** Opening SELECTED TEXT block **
You can help Addenbrooke's buy a surgical robot
Urological Malignancies Lead Professor Grant Stewart is one of five clinicians featured in a new fundraising campaign by Addenbrooke's Charitable Trust (ACT) to raise £1.5 million in donations to fund a second surgical robot.
For some Addenbrooke's patients, surgery looks like this; the surgeon sitting at a console, using a screen, handheld controllers and foot pedals to operate from the other side of theatre.
A surgical robot can help patients recover from surgery faster by facilitating 'keyhole' surgery, offering greater vision, precision and control for surgeons. Smaller incisions mean reduced risk of complications and infection, smaller scars, and less pain for patients. According to ACT, following robot-assisted surgery, patients can be discharged "within a matter of days, not weeks."
** Closing SELECTED TEXT block **
** Opening DATA PROVIDED block **
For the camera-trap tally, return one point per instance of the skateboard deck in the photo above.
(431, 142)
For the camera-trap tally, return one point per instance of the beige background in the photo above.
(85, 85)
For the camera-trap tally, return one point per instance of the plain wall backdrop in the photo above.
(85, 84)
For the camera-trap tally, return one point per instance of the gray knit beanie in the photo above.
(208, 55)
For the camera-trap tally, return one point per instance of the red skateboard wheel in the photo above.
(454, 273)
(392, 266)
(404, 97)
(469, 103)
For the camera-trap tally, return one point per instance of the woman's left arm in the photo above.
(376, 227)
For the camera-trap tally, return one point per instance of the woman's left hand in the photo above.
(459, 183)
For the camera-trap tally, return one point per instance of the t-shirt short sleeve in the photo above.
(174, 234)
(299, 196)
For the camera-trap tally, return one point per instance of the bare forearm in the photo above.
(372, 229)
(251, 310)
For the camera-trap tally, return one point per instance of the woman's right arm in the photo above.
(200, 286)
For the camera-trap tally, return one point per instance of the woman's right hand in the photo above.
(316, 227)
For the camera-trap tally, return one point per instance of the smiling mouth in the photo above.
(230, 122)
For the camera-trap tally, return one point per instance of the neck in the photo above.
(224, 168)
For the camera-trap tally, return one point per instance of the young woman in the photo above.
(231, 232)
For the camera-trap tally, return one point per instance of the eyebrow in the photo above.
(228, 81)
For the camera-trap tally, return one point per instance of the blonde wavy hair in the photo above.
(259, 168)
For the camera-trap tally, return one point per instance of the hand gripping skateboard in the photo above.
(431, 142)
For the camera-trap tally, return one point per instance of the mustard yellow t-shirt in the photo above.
** Closing DATA PROVIDED block **
WORK ITEM A ▸ Print the text about Addenbrooke's surgical robot word for word, between "For some Addenbrooke's" and "side of theatre.", inclusive.
WORK ITEM B ▸ Carry on the piece about raising funds for a second surgical robot at Addenbrooke's, starting after its final sentence.

OUTPUT A ▸
For some Addenbrooke's patients, surgery looks like this; the surgeon sitting at a console, using a screen, handheld controllers and foot pedals to operate from the other side of theatre.

OUTPUT B ▸
The hospital currently has one robot dedicated to kidney, bladder, and prostate cancer patients. The additional robot will be used in six specialities including urology, gynae-oncology, gynaecology, lower GI (gastrointestinal tract), ENT (ear, nose and throat) and HPB (Hepato-Pancreatico-Biliary).
Professor Stewart said, "A surgical robot increases my range of motion and gives me better visualisation during surgery. This allows me be more precise when removing a tumour, meaning I can leave more healthy tissue untouched and all whilst doing the operation through tiny ‘keyhole’ incisions meaning more rapid recovery. My colleagues from across surgery and I want more patients to benefit from robot-assisted surgery."